Source data:
----------

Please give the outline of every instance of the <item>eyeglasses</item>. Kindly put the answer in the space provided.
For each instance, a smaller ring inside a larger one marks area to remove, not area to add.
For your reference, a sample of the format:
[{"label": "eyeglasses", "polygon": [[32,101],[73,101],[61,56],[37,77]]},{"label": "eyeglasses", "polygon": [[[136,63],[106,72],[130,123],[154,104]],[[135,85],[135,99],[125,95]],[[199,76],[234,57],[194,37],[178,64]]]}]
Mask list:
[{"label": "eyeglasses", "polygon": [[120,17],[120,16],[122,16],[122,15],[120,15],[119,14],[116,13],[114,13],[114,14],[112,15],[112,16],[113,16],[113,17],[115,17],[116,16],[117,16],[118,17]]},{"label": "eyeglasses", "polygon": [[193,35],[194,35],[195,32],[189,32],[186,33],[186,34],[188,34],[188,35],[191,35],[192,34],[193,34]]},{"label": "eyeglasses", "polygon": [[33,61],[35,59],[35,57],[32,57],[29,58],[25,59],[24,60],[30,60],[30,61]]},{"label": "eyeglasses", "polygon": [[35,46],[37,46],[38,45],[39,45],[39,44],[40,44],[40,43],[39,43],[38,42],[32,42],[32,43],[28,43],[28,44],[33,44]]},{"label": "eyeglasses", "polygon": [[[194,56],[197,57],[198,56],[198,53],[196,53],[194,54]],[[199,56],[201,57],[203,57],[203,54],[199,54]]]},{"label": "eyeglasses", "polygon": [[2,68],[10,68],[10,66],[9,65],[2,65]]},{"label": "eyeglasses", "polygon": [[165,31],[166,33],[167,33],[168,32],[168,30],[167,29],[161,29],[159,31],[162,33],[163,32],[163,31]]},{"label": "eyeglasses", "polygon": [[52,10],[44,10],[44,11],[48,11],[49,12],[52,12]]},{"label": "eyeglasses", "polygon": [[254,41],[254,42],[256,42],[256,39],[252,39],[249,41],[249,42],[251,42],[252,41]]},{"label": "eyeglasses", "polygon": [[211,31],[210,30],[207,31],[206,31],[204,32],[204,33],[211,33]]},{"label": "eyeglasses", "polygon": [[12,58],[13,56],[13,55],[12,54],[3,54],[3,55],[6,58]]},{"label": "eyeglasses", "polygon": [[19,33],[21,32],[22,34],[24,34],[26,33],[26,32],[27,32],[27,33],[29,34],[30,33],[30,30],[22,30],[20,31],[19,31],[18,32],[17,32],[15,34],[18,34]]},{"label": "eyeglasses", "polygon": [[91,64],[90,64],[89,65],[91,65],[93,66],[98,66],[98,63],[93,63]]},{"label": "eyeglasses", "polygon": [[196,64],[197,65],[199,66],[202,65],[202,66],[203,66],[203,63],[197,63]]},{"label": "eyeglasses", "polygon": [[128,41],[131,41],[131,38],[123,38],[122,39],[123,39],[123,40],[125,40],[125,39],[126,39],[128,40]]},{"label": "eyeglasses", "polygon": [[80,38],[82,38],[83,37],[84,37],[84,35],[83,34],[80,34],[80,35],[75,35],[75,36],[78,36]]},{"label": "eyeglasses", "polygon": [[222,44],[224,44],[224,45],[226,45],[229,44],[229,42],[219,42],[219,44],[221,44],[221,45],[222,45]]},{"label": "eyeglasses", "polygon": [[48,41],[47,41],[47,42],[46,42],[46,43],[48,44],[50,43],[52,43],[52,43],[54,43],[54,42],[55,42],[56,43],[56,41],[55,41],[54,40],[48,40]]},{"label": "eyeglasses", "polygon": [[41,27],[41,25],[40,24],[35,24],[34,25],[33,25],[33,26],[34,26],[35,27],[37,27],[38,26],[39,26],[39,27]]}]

----------

* Task to carry out
Copy out the lines of the material word for word, from its first line through the line containing "For your reference, a", inclusive.

* Answer to this task
Please give the outline of every instance of the <item>eyeglasses</item>. Kindly put the answer in the space provided.
For each instance, a smaller ring inside a larger one marks area to remove, not area to add.
For your reference, a sample of the format:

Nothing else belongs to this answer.